* **PROVIDED TEXT**
<<<<

Hot Pursuit is a hot mess. My favorite part of this movie was after it ended (well, there was that)…and talking with my friend James about how much it reminded me of a female version of Midnight Run (minus the humor). We spent the next 10 minutes talking about all the funny scenes in Midnight Run and had a great laugh reminiscing.
This movie is a lot like The Heat (Sandra Bullock/Melissa McCarthy), which most audiences liked, so I’m guessing audiences will like this lame comedy, too.
One of the few jokes that worked in this was listening to newscasters always making Reese Witherspoon’s Officer Cooper character shorter, and Sofia Vergara’s character older. Yet even that joke was ruined by it being shown in the trailers.
Perhaps you shouldn’t expect much from director Anne Fletcher, since her credits include 27 Dresses and The Guilt Trip.
Vergara plays the wife of a drug lord’s accountant, who needs an escort to court so she can testify in the morning. A variety of gunmen are after them, which means they have to constantly change cars, change clothes, and have lots of cat fights.
Just like The Heat, the movie does do a handful of funny things. There was an enjoyable montage watching Officer Cooper grow up, studying her policeman father during ride-alongs (not sure how realistic that is, but so what).

>>>>

* **CHALLENGES**
1. Which two earlier films by director Anne Fletcher does the Hot Pursuit review name?
2. Please write out the Hot Pursuit review word for word, everything from "Hot Pursuit is" down to "lame comedy, too.".

* **PROVIDED DATA**
<<<<

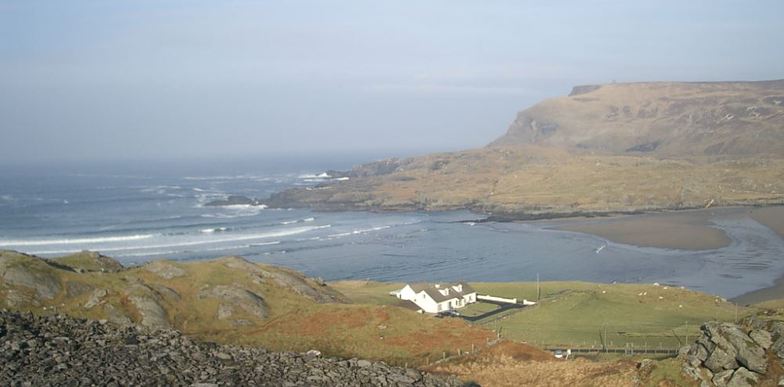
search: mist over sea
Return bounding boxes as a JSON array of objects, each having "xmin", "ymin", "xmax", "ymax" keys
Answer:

>>>>

* **WRITTEN ANSWERS**
1. 27 Dresses and The Guilt Trip.

2.
Hot Pursuit is a hot mess. My favorite part of this movie was after it ended (well, there was that)…and talking with my friend James about how much it reminded me of a female version of Midnight Run (minus the humor). We spent the next 10 minutes talking about all the funny scenes in Midnight Run and had a great laugh reminiscing.
This movie is a lot like The Heat (Sandra Bullock/Melissa McCarthy), which most audiences liked, so I’m guessing audiences will like this lame comedy, too.